▸ **Exercise description**: Taking the entries below, transcribe only the lines starting with the one with "blue jacket, recorded as pixel coordinates." and going on through the one with "denim jacket, recorded as pixel coordinates.", exactly as written, without the pictures.
....
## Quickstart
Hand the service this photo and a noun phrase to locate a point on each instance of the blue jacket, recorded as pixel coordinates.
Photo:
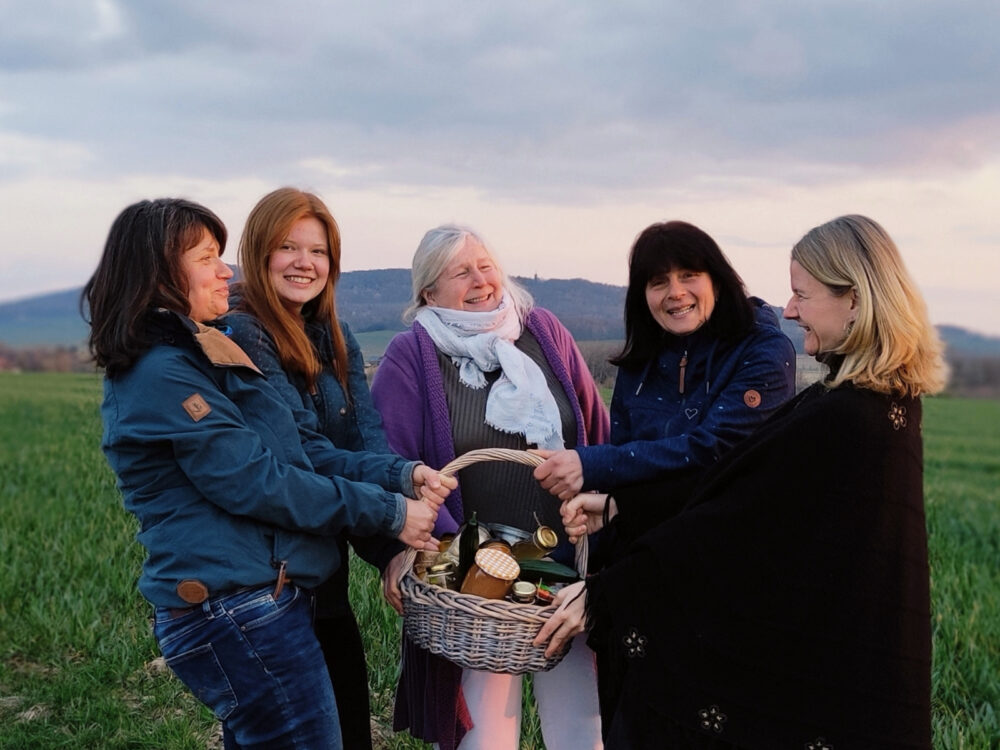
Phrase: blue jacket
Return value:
(729, 390)
(213, 465)
(351, 424)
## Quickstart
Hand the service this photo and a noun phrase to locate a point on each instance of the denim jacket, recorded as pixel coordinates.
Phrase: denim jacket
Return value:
(658, 425)
(212, 464)
(350, 424)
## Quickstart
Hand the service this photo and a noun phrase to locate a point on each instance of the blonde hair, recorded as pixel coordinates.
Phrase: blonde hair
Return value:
(268, 224)
(436, 250)
(891, 346)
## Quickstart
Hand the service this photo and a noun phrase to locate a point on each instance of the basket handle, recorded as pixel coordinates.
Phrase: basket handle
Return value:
(581, 553)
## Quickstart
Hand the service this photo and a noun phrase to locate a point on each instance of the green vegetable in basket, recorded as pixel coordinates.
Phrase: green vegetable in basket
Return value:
(547, 570)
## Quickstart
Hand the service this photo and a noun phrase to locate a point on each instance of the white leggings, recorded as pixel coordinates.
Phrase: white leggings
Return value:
(567, 705)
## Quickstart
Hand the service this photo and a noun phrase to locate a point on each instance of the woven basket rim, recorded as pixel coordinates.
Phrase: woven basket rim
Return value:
(526, 619)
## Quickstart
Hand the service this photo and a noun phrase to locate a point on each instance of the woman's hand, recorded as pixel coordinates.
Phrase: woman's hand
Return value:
(390, 582)
(419, 524)
(567, 621)
(584, 514)
(561, 474)
(430, 485)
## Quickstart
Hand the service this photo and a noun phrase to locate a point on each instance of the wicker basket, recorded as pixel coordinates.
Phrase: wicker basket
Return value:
(488, 634)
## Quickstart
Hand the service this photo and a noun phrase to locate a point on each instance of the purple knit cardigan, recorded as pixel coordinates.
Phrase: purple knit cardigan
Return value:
(409, 393)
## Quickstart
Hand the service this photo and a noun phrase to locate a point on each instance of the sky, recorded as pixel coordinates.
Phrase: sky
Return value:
(558, 129)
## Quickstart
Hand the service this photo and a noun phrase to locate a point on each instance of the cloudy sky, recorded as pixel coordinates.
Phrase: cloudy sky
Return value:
(558, 128)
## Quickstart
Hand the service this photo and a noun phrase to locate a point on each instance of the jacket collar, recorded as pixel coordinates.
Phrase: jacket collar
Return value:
(214, 344)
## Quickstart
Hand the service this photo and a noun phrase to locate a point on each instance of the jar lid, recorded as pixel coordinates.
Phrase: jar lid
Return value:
(546, 538)
(524, 588)
(497, 563)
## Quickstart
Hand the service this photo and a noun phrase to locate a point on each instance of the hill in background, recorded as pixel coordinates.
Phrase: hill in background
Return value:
(374, 301)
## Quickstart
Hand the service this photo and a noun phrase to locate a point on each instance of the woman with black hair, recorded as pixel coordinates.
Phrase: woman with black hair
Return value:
(238, 510)
(703, 366)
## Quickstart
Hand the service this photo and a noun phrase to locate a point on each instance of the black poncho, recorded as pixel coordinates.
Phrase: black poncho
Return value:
(787, 606)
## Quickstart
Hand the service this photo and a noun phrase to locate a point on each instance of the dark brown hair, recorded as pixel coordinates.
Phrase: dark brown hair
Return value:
(659, 249)
(139, 271)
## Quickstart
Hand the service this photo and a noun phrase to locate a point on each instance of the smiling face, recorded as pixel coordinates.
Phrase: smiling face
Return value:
(823, 316)
(681, 300)
(300, 266)
(471, 282)
(206, 276)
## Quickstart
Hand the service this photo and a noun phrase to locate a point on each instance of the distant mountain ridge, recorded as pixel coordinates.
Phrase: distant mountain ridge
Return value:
(375, 300)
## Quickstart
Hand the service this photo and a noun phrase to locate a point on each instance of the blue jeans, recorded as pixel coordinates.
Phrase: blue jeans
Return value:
(256, 663)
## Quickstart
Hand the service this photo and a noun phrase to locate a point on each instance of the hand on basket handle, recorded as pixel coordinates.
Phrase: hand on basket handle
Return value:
(419, 525)
(584, 514)
(567, 621)
(561, 474)
(429, 485)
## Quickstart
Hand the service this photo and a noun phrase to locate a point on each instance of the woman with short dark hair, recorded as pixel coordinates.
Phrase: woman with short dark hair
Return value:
(703, 366)
(788, 604)
(237, 522)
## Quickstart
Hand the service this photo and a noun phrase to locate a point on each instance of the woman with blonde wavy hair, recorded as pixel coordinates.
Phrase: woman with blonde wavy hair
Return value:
(788, 604)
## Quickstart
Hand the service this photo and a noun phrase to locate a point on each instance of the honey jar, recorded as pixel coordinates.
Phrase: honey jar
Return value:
(541, 543)
(523, 592)
(492, 574)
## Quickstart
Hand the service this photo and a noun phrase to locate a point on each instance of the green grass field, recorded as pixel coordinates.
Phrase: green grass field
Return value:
(79, 669)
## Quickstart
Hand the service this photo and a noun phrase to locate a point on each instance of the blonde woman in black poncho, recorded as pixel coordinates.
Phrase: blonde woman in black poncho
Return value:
(788, 606)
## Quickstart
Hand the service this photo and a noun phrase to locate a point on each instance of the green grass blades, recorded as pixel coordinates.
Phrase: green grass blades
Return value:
(962, 480)
(78, 664)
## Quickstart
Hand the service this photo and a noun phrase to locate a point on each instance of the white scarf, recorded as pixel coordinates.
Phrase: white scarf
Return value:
(520, 401)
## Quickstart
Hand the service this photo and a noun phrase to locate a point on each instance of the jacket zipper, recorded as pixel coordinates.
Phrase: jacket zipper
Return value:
(680, 380)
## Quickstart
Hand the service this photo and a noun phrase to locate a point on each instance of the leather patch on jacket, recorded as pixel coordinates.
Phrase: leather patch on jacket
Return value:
(192, 591)
(196, 407)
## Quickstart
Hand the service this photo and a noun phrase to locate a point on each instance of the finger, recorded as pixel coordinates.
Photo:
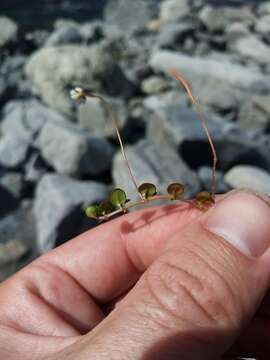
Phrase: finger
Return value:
(17, 346)
(108, 260)
(64, 285)
(196, 298)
....
▸ **Reply to the task**:
Hand the service this photo and a noun phrase to locate a point on each instance of the blue jacket, recorded as pixel coordinates.
Photo:
Phrase: blue jacket
Return value:
(729, 390)
(213, 465)
(351, 424)
## Quickstart
Hand the service this photo and a noun phrase to locate a point on each instance of the denim jacket, recorded as pixel coordinates.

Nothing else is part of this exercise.